> **ABOUT THIS EXERCISE**: Count the lines below that hold the word "window" and say how many, with no other text.

(Natural language region descriptions)
■ ■ ■ ■

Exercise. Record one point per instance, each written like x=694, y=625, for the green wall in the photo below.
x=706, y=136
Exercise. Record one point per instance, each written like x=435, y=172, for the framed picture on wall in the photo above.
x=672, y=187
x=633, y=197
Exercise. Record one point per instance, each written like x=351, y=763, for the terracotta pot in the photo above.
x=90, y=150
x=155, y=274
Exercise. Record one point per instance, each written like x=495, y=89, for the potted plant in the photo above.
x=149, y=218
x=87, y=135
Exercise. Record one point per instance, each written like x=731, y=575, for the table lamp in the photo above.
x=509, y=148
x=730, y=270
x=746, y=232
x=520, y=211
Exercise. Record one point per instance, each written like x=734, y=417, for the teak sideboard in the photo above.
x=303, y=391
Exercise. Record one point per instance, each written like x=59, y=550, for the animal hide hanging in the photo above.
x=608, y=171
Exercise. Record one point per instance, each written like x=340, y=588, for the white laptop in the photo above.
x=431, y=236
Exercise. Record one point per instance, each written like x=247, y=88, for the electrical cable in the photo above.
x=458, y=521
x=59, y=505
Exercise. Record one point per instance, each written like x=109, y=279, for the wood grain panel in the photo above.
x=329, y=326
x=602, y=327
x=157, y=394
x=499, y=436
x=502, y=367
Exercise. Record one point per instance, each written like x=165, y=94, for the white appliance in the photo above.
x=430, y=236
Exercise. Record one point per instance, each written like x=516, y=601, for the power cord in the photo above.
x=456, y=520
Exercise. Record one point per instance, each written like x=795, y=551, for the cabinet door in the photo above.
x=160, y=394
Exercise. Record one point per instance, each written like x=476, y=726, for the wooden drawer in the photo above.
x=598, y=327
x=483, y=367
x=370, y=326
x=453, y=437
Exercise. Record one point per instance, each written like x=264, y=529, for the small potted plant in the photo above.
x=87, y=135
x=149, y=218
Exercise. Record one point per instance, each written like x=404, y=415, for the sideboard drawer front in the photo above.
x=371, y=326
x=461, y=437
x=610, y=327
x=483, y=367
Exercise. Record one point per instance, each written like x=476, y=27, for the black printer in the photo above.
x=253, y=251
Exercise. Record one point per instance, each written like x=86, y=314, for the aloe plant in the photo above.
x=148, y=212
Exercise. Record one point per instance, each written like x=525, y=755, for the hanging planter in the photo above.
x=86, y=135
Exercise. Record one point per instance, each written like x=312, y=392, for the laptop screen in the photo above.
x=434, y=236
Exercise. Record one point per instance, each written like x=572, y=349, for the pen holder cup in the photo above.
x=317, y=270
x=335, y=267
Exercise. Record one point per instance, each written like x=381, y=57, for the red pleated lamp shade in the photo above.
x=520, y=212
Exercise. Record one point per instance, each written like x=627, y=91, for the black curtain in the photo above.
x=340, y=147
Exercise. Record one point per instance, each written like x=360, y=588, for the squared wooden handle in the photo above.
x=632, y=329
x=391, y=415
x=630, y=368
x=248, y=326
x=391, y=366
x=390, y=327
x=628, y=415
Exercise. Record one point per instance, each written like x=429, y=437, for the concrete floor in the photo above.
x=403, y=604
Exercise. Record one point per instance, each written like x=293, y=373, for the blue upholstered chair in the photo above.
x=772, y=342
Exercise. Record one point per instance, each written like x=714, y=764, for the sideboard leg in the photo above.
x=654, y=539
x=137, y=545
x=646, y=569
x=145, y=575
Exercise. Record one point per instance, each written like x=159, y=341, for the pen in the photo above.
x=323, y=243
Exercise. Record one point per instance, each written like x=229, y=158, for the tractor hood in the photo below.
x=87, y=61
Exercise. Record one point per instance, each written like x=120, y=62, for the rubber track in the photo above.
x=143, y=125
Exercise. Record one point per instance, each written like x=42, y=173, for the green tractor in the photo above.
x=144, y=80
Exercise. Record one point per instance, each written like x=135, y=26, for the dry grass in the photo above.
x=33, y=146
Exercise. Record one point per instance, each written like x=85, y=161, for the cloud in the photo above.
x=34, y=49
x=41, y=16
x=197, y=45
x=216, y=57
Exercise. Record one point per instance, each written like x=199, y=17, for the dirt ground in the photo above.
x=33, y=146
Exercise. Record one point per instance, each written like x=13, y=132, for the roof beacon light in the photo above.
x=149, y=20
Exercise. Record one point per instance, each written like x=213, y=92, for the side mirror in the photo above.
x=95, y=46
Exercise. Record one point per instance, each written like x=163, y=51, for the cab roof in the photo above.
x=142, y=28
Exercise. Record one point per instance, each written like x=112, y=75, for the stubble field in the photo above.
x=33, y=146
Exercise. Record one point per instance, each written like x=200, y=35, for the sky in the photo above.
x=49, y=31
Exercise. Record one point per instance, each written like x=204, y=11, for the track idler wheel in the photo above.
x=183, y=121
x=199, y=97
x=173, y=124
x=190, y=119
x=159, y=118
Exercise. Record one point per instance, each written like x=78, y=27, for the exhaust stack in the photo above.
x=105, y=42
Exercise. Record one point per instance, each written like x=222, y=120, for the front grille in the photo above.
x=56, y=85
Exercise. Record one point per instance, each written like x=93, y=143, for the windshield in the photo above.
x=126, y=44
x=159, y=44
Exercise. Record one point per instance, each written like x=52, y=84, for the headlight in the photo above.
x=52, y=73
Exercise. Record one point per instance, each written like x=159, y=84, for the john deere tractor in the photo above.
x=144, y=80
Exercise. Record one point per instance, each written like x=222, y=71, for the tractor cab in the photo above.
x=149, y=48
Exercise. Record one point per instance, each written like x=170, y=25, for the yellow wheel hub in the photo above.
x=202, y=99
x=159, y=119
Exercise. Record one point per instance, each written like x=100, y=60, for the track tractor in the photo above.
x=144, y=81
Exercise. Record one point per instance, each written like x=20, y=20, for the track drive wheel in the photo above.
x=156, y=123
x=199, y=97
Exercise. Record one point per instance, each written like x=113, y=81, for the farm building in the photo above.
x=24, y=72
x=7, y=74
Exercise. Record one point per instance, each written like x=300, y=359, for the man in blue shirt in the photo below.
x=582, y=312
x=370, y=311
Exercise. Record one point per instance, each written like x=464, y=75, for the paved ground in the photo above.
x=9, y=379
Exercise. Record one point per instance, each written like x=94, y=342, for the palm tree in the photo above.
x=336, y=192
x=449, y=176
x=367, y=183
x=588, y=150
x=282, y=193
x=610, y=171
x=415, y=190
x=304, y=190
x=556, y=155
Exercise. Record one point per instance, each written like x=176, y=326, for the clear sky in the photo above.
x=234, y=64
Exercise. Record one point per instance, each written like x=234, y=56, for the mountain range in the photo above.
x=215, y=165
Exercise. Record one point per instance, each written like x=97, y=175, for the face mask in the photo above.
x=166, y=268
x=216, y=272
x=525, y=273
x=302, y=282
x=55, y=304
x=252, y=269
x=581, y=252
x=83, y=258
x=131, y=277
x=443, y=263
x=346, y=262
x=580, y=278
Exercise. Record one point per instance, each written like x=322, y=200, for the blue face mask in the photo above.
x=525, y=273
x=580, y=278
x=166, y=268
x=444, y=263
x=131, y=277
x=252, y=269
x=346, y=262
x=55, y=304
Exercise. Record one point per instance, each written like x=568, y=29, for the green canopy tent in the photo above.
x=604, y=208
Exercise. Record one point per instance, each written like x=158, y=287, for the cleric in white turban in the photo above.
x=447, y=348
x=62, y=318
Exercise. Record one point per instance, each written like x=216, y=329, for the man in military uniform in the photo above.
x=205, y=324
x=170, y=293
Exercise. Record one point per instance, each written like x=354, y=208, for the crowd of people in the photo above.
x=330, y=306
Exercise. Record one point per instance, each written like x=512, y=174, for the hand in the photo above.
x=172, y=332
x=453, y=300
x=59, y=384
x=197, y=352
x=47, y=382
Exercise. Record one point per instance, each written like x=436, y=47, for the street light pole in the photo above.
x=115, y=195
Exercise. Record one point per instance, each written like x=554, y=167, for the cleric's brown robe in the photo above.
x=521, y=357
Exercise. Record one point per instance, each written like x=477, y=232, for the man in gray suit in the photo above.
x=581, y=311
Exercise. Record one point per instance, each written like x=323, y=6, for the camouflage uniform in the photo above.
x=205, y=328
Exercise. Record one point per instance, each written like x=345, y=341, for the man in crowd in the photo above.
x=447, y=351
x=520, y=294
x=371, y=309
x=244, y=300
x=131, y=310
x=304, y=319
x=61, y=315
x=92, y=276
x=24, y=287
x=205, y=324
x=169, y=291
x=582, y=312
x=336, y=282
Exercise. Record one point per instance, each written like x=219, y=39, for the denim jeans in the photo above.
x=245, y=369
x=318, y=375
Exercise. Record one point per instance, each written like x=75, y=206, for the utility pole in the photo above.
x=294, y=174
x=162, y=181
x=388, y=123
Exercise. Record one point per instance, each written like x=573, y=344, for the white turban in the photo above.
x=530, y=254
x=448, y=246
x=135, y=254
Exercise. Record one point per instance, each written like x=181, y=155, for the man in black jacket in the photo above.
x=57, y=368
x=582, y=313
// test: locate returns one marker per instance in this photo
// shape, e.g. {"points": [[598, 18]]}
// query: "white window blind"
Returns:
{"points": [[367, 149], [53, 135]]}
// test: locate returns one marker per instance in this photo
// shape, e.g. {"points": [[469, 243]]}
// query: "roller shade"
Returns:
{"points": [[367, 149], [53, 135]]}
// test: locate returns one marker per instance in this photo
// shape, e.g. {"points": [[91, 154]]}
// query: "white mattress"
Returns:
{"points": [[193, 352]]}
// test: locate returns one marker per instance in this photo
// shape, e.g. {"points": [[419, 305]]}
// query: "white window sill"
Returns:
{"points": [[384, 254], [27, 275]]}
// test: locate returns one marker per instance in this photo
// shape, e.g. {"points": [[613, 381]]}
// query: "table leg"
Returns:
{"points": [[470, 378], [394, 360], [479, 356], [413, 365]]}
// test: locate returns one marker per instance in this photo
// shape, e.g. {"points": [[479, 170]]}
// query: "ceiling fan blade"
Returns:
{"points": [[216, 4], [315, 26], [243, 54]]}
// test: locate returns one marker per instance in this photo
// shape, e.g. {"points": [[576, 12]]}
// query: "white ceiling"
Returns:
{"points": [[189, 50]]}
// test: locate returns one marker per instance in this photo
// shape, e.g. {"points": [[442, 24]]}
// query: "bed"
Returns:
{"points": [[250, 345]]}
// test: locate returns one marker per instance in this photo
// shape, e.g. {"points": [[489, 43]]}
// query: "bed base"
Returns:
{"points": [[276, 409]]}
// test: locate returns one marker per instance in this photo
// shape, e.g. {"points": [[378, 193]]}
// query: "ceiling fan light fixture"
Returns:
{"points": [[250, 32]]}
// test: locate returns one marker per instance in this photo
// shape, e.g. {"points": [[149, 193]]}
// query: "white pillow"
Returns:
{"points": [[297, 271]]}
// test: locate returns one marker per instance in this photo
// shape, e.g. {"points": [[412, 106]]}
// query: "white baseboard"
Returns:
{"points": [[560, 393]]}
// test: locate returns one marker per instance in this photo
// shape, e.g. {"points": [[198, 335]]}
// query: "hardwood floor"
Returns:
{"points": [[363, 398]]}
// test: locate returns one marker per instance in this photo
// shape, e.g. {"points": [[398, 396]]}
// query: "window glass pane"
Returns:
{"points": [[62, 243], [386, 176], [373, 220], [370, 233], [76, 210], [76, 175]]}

■ ■ ■ ■

> **ANSWER**: 3